■ **Work task 1**: Translate the sentence "First, 50 percent of your income goes to your essential and immediate needs." from the article on the 50-30-20 budgeting rule below into Spanish.
■ **Work task 2**: List every activity that the article on the 50-30-20 budgeting rule below names as counting under discretionary spending.

There are three categories involved in the 50-30-20 budgeting rule. First, 50 percent of your income goes to your essential and immediate needs. Next, 30 percent is for any discretionary spending you may have. Lastly, 20 percent is allocated to your emergency funds, investment, and savings.
To give you a clearer idea how this works, we can illustrate with a sample figure. If your monthly income or take-home pay is $7,000, then we simply divide the money into three parts. Thus, $3,500 is allotted for your basic needs such as your food expenses, rent, and utilities. For your wants or those simple luxuries you sometimes crave for, $2,100 may be used to fund all these. Then, the remaining 20 percent or $1,400 goes straight to your investment and savings.
Sounds simple enough? Perhaps it is, if you are truly dedicated to achieving your desired savings for each month. However, others may struggle to keep up with this rule until they are serious about boosting their savings by being more disciplined with their spending habits and focused on their financial goals.
Let us go back again to each category for a closer look.
50 Percent of Your Salary – For Your Basic Needs
We all have our basic or essential needs. Among these expenditures include grocery shopping bills, utilities, fuel, and housing society expenses. There are also compulsory and irregular payments we may need to make such as insurance premiums or even car insurance payments. To keep it simple, these are expenses that you can never put an end to since these impact your daily life.
This is why you if you are hoping to minimise your expenditure under this category, you need to shop smarter by looking for the best deals and promos offered at supermarkets or retail stops. That may be the extent of what you can do when it comes to reducing your expenses on basic needs.
30 Percent of Your Salary – Discretionary Spending
This category refers to your “wants”. These things are not essential for you to survive, but you may want to have these for entertainment or to enjoy life more. Thus, among the items that count under discretionary spending include eating out, going to theatres, and spending a vacation. But then again, some people end up spending more on these things than their basic needs. This is where the problem starts, unfortunately.
If you want to streamline your expenses on these so-called wants, you should set a budget per month. For a $7,000 monthly income, you may set aside $70 daily (a total of $2,100 a month) for your discretionary spending. In Singapore, though, this amount may not stretch out quite far because of the high cost of living in this city. But at the same time, it is a way to grow your bank savings and retirement funds for a more secured future.
20 Percent of Your Income – Savings, Emergency Fund, Investment
Then we go to that very important reason why we are even saving money – for our future needs. We want to retire comfortably, or at least not spend each day worrying where to get the money to pay the rent or cover our food expenses. Also, we want to be prepared for life’s little surprises or these emergency expenses that can turn out to be quite a shock and stressor once they come our way.
To make these happen, you must be able to allot 20 percent of your salary towards your savings and emergency fund right at the very start of the month. Waiting until the month ends can be disastrous since you may barely have anything left t save or invest as you have already spent the money.
Just as important is your choice of where you invest your money in. Term deposit may feel very safe, but at the same time, the return on your investment may not be that much. There are some people who choose to invest in mutual funds and stocks that offer higher yields, yet you need to do your homework when choosing an online broker with the lowest fee being charged for trading costs.
Lastly, make it a point to set aside cash for your emergency needs such as hospital expenses. This way, you no longer have to be in debt whenever a sudden illness or injury occurs that require hospitalisation or medical treatment.
No matte how much you make each month, it is not impossible to save and live a more comfortable life. The key is in being more aware of how you spend your money and by allotting funds towards your future needs instead of spending uncontrollably once you receive your paycheck.

■ **Information given**:

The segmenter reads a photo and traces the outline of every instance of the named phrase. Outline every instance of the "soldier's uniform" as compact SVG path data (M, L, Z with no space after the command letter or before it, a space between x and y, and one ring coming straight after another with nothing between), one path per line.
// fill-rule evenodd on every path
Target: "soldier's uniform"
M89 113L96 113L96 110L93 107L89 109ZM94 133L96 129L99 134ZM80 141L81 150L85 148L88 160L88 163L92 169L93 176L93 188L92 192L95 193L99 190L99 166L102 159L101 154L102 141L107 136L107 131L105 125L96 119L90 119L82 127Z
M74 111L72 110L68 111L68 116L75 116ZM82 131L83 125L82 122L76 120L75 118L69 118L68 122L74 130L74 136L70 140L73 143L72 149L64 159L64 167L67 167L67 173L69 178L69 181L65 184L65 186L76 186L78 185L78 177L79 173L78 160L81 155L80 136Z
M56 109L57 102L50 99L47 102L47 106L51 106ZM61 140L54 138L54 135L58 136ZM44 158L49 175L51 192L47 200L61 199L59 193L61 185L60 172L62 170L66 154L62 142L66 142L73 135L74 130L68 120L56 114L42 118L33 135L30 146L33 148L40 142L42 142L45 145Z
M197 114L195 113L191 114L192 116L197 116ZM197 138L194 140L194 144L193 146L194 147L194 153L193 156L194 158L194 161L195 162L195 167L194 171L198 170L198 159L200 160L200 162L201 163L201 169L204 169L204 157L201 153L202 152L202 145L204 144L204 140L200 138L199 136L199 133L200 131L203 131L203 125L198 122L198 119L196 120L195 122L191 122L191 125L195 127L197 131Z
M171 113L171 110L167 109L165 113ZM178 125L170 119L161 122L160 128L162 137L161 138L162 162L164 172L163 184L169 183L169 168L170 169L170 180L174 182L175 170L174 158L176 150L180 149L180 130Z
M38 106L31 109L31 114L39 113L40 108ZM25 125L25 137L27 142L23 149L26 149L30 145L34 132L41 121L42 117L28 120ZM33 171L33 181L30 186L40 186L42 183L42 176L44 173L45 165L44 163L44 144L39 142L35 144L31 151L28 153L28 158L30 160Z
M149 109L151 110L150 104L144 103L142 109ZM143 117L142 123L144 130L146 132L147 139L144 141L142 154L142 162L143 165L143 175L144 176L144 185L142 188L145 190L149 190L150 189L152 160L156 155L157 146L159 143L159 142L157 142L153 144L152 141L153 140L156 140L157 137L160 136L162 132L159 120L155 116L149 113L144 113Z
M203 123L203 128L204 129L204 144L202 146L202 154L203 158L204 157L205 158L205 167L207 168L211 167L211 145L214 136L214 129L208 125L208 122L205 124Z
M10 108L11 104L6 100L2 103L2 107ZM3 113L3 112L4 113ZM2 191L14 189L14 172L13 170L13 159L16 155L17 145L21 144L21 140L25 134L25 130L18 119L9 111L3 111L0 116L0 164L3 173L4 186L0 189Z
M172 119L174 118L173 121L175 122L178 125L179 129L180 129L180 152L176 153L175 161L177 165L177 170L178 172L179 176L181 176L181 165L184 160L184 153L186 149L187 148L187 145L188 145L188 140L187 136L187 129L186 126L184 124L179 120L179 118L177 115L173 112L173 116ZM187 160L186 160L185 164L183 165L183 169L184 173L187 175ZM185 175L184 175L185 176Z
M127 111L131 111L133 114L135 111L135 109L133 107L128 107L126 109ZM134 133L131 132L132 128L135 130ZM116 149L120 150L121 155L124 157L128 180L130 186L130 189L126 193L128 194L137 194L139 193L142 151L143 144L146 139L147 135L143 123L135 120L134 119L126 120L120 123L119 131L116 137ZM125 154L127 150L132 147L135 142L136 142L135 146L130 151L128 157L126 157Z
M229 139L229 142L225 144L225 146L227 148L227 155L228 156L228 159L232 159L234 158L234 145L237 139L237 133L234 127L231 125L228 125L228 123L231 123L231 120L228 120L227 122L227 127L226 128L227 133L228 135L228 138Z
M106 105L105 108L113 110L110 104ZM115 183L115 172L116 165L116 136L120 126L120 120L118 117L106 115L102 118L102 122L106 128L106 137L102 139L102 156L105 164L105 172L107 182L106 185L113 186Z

■ **Response box 1**: Primero, el 50 por ciento de tus ingresos se destina a tus necesidades esenciales e inmediatas.

■ **Response box 2**:
- Eating out
- Going to theatres
- Spending a vacation